Problem details:
Locate every line in the entries below that contains the string "small" and copy each of those lines. The match is case-sensitive.

[Begin Data for this task]

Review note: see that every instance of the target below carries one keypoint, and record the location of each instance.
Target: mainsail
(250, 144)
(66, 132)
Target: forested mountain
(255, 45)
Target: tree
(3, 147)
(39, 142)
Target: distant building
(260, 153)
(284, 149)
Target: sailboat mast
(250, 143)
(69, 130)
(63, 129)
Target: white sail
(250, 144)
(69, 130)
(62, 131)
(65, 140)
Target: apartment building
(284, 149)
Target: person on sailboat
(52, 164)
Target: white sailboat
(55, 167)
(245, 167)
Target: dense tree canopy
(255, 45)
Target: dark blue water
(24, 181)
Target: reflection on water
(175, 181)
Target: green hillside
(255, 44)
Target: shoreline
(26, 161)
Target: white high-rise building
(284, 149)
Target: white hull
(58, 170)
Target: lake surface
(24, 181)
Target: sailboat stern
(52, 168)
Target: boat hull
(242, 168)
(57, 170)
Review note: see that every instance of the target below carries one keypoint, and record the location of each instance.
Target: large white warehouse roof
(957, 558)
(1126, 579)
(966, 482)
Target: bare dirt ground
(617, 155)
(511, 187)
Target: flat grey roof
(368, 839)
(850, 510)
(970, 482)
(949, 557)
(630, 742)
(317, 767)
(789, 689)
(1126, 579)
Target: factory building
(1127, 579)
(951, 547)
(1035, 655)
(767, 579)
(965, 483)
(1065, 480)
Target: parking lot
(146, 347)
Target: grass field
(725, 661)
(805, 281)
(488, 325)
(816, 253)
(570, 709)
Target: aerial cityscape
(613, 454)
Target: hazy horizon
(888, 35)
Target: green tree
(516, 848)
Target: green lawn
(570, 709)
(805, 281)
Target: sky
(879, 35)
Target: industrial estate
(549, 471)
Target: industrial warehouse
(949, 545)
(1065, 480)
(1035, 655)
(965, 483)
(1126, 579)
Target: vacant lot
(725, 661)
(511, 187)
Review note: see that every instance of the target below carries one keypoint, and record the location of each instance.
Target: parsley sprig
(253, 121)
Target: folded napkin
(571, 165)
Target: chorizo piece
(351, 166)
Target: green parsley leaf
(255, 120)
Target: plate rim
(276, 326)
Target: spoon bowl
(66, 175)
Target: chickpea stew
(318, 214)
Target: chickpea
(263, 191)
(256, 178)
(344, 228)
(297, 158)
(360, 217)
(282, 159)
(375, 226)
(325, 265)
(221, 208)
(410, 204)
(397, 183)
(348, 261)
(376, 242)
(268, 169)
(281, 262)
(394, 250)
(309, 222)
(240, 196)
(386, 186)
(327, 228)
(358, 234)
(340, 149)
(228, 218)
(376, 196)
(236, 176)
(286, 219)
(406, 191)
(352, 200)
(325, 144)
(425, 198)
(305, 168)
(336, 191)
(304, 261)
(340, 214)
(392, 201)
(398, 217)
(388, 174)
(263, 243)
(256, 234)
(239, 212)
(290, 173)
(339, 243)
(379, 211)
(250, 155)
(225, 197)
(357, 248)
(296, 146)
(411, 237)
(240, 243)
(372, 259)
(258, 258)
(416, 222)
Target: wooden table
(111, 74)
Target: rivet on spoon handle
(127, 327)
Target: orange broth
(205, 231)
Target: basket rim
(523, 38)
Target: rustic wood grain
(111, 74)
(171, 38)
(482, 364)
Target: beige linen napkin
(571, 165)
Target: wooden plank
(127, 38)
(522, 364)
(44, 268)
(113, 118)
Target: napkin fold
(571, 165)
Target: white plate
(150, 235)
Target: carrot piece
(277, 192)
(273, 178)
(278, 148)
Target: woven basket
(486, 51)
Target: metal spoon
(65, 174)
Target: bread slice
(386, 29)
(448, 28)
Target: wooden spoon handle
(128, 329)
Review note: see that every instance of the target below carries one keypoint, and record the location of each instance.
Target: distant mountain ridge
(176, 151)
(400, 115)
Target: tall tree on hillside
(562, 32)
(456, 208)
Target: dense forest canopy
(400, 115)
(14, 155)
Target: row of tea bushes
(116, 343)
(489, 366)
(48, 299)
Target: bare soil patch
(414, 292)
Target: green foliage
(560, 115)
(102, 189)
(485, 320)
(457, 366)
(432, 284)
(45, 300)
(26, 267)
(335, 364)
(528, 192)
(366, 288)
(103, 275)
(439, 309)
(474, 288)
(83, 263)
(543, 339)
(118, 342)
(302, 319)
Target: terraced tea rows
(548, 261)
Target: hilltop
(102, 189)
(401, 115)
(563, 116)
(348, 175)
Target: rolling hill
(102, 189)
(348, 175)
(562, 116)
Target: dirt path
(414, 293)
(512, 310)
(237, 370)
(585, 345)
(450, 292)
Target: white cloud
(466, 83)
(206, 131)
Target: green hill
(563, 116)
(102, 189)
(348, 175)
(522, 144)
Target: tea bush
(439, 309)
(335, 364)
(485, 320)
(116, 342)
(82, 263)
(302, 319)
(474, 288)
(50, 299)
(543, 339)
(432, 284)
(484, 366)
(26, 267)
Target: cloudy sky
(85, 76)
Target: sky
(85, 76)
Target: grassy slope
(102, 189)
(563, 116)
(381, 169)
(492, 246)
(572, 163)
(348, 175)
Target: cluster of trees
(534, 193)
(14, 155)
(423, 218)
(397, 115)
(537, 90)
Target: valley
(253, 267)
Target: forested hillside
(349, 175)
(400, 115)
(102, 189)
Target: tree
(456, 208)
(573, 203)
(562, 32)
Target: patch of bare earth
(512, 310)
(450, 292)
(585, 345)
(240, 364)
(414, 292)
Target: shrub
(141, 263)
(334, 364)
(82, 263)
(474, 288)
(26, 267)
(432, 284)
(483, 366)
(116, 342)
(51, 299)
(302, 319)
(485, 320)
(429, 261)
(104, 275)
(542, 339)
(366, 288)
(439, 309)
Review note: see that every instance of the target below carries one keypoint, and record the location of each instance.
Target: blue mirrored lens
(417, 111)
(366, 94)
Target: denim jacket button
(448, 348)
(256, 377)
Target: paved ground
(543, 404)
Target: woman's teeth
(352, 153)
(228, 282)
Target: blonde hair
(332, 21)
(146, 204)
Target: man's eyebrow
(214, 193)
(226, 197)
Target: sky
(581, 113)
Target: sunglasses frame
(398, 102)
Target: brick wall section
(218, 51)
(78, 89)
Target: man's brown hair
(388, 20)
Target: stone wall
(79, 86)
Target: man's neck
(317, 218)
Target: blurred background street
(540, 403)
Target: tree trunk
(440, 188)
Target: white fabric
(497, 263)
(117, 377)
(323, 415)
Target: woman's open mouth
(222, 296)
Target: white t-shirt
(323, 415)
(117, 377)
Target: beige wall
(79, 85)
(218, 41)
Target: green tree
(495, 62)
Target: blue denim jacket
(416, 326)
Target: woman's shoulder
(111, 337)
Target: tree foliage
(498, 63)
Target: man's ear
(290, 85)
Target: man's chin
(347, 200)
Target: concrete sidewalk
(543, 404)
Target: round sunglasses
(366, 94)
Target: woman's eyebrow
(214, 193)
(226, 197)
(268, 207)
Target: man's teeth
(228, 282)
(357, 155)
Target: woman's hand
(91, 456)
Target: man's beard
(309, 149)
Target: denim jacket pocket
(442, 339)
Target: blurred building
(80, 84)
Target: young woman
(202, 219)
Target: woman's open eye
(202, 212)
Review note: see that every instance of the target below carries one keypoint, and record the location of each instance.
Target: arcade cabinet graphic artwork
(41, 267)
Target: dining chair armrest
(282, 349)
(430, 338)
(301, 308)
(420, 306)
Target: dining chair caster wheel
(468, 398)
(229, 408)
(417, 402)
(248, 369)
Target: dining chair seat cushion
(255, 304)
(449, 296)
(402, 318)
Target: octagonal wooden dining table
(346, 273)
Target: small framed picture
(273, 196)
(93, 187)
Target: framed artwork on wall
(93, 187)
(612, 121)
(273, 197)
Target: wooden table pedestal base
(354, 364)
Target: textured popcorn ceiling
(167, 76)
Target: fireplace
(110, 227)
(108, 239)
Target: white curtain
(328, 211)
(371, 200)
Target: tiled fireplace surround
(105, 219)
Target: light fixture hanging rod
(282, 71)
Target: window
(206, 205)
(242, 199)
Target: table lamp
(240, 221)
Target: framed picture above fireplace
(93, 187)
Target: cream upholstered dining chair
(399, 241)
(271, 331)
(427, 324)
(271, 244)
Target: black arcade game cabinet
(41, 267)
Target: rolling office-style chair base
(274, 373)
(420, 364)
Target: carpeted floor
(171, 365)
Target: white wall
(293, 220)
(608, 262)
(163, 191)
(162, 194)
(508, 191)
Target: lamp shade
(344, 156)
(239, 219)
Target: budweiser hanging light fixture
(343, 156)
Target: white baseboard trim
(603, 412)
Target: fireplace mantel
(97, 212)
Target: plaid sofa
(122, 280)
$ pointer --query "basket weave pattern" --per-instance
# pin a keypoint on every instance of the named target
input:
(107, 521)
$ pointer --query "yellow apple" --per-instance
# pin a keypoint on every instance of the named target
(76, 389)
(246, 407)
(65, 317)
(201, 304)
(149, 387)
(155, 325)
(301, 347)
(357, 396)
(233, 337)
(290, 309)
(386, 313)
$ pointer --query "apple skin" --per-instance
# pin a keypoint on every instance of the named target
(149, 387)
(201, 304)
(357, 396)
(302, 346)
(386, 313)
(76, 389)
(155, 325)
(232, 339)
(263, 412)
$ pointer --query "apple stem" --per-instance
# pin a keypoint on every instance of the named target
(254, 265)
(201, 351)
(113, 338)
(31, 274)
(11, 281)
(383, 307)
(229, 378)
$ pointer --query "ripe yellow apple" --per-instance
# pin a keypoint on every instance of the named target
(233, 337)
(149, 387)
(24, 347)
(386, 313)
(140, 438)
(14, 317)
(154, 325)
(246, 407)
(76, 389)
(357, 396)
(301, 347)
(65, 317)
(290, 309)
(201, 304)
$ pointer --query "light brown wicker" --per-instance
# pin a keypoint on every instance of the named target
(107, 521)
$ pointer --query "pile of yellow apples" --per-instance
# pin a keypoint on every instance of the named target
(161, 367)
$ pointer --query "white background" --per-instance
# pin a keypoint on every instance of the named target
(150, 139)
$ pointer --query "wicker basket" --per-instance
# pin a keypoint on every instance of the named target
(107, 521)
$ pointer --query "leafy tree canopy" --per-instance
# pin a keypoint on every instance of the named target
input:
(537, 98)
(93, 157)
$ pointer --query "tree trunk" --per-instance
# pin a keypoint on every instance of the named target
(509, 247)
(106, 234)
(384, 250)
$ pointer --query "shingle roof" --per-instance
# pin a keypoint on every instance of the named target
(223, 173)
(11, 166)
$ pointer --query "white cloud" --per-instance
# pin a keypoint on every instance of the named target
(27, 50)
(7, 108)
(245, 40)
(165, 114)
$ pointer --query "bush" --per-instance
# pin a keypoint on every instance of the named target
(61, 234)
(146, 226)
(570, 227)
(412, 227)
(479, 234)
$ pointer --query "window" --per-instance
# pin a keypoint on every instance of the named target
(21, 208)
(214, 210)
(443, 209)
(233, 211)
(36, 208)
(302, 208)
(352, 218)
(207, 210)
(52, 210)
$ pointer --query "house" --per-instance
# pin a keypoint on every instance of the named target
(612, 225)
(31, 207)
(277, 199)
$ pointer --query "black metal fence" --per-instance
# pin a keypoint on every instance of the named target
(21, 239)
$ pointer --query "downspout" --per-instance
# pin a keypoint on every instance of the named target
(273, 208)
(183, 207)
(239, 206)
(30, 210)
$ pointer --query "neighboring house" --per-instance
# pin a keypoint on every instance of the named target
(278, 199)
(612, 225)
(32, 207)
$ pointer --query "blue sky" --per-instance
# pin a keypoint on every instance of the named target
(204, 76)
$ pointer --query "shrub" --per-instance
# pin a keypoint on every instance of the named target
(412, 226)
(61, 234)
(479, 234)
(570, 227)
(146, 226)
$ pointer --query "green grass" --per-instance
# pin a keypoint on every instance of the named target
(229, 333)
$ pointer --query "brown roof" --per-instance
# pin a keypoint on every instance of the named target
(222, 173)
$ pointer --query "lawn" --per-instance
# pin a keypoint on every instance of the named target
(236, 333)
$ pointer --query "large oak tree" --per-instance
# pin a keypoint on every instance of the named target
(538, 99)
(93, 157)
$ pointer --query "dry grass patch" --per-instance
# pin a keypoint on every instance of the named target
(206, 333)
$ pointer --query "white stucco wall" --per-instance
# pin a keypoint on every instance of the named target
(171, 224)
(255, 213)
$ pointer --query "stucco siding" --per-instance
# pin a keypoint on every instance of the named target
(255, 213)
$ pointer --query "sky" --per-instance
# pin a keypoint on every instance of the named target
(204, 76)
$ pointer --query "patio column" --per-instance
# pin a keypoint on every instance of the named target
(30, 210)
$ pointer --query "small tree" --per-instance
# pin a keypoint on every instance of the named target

[End Data for this task]

Solution to the problem:
Target: small framed picture
$ pointer --query "small tree" --per-instance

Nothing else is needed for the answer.